# EXTRACT:
The Story of Pixel Density and Touch Interface

Bruce Wang
We are appcepted
Published in
7 min readSep 13, 2014

The first iPhone was introduced to the market with 3.5" display, 320px by 480px with pixel density of 163ppi display. Same goes for iPhone 3G and 3GS. Then came the iPhone 4. It has the same 3.5" display, but packed with twice pixel density of the original iPhone. It’s the first line of Apple products with a tremendous clarity on its display. Retina Display, as it was announced in Apple’s marketing term, yikes! It has physical resolution of 640px by 960px with density of 326ppi. With twice the density, it brought us amazingly sharp lines, shapes and texts that are rendered with a lot more details. Each stroke has more backing pixels. The more dense the display is, the more refined graphics are being drawn on the display. To our eyes, the display looks amazing. The devil is in the detail.

# LISTED ENTRIES:

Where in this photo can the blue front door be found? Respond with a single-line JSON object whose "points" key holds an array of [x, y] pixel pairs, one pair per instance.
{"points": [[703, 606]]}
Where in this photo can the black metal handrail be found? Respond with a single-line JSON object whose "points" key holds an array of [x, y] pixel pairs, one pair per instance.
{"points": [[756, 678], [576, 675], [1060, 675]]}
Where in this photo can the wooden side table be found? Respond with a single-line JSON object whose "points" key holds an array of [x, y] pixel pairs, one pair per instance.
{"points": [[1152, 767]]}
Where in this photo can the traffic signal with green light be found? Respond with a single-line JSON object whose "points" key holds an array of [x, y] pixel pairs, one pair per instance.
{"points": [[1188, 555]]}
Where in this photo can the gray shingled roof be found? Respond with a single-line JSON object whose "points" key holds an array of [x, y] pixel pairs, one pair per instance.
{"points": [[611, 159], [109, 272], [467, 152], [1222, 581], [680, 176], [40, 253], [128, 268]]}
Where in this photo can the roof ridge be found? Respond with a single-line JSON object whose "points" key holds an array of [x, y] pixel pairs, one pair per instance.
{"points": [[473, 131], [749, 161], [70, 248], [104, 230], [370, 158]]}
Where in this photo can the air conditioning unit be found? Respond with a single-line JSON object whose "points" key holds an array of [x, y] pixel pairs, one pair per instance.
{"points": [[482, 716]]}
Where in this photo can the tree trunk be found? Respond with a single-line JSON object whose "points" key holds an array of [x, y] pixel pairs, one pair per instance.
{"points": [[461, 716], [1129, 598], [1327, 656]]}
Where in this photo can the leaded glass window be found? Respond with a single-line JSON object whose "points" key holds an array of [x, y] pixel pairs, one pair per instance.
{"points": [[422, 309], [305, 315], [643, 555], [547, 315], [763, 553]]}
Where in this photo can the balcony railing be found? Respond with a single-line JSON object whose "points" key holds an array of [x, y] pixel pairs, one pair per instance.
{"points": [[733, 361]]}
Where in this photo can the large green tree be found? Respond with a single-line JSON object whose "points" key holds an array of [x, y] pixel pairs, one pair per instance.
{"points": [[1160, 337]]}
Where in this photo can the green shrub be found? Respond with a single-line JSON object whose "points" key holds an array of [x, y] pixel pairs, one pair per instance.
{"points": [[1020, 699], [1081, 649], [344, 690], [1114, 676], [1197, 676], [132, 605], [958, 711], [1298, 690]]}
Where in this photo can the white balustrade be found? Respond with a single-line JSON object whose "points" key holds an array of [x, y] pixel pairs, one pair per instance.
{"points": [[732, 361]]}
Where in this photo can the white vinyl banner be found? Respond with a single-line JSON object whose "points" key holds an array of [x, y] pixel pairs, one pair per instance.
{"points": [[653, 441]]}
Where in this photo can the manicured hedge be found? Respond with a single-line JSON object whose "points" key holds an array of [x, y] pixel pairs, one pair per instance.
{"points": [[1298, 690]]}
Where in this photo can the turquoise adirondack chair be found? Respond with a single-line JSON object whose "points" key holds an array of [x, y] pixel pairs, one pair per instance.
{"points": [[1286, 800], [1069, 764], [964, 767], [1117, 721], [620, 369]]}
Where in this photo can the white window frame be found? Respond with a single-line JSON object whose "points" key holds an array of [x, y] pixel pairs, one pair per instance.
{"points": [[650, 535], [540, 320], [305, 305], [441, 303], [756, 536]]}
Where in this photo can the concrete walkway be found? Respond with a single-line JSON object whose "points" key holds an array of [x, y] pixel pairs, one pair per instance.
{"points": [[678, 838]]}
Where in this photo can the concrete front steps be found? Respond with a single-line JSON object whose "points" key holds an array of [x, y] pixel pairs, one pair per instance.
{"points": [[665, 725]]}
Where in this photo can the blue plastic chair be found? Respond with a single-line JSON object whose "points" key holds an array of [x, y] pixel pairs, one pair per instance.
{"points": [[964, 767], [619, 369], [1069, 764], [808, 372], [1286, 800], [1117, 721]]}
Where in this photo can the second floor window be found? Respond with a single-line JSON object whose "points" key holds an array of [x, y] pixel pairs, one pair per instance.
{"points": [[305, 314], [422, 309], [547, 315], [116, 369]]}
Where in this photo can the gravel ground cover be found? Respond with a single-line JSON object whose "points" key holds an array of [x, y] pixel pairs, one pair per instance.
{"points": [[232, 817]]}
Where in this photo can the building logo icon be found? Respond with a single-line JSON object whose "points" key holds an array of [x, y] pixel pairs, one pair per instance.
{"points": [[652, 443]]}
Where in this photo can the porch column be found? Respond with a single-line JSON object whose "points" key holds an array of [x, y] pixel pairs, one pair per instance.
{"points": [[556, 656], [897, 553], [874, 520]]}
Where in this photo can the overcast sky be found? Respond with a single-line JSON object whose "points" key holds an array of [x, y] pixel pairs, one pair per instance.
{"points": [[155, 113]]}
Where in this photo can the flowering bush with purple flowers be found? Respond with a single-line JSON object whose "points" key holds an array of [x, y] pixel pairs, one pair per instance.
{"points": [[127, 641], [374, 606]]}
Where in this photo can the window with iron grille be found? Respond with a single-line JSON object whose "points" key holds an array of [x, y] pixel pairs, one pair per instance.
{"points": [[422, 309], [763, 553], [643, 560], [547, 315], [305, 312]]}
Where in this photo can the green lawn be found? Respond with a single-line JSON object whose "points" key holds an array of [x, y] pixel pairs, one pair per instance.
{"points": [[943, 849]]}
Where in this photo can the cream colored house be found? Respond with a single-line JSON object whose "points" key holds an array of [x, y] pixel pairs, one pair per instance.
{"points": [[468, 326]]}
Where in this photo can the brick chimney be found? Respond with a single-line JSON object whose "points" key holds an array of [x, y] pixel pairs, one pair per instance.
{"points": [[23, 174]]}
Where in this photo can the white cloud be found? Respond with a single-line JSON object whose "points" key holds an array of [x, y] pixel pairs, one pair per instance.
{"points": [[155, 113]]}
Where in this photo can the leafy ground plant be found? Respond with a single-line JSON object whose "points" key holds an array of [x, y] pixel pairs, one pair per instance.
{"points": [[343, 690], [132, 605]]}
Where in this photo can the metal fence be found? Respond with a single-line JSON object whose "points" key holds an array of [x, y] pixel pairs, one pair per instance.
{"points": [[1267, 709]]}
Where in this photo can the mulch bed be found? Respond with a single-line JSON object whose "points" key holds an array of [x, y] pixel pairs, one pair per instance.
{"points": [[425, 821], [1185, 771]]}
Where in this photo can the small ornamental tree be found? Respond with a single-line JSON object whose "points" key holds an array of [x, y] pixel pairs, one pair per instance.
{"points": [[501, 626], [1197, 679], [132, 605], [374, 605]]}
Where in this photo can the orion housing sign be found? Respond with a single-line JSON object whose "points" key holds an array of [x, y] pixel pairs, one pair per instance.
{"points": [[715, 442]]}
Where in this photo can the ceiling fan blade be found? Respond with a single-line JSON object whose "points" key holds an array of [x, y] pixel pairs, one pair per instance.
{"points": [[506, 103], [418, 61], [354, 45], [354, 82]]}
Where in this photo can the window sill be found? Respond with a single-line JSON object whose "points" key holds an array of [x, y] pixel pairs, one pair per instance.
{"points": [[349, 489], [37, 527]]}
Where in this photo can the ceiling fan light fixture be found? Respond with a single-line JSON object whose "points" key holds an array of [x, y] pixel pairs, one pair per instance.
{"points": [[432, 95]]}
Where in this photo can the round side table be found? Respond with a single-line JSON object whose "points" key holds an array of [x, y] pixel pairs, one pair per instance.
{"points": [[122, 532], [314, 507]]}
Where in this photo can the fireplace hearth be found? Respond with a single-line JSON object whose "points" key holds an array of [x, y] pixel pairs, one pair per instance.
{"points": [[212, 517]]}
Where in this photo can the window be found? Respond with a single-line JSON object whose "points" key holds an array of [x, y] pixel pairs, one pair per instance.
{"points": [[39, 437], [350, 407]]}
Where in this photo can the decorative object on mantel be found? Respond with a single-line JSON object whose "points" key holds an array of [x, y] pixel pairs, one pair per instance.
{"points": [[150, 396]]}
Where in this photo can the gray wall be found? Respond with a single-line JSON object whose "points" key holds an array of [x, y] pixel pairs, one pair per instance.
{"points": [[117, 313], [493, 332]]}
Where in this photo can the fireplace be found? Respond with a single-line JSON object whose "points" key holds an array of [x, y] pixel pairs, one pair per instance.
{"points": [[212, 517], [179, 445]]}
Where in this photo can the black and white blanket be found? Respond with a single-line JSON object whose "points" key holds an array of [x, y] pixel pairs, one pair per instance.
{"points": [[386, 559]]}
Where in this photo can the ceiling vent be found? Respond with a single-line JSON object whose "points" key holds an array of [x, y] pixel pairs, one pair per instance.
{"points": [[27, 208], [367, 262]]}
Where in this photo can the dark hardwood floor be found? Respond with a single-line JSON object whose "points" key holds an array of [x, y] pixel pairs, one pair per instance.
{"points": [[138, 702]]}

# WHAT IS ASKED:
a - Answer these questions from the pixel density article:
(i) What screen size and resolution did the first iPhone have?
(ii) What pixel density does the iPhone 4 have?
(iii) What name did Apple's marketing give to the iPhone 4's display?
b - Decide whether each statement agrees with the pixel density article, and quote the words that settle it:
(i) The iPhone 3G had a different display from the first iPhone.
(ii) The iPhone 4's display is larger than the original iPhone's.
(iii) The iPhone 4 has a physical resolution of 640px by 960px.
c - In the pixel density article, swap "sharp" for "crisp" in the part that opens with the words "The first iPhone" and closes with "in the detail.", and write that part out.

# REPLIES:
a -
(i) A 3.5" display at 320px by 480px.
(ii) 326ppi.
(iii) Retina Display.

b -
(i) No: "Same goes for iPhone 3G and 3GS."
(ii) No: "It has the same 3.5" display, but packed with twice pixel density of the original iPhone."
(iii) Yes: "It has physical resolution of 640px by 960px with density of 326ppi."

c -
The first iPhone was introduced to the market with 3.5" display, 320px by 480px with pixel density of 163ppi display. Same goes for iPhone 3G and 3GS. Then came the iPhone 4. It has the same 3.5" display, but packed with twice pixel density of the original iPhone. It’s the first line of Apple products with a tremendous clarity on its display. Retina Display, as it was announced in Apple’s marketing term, yikes! It has physical resolution of 640px by 960px with density of 326ppi. With twice the density, it brought us amazingly crisp lines, shapes and texts that are rendered with a lot more details. Each stroke has more backing pixels. The more dense the display is, the more refined graphics are being drawn on the display. To our eyes, the display looks amazing. The devil is in the detail.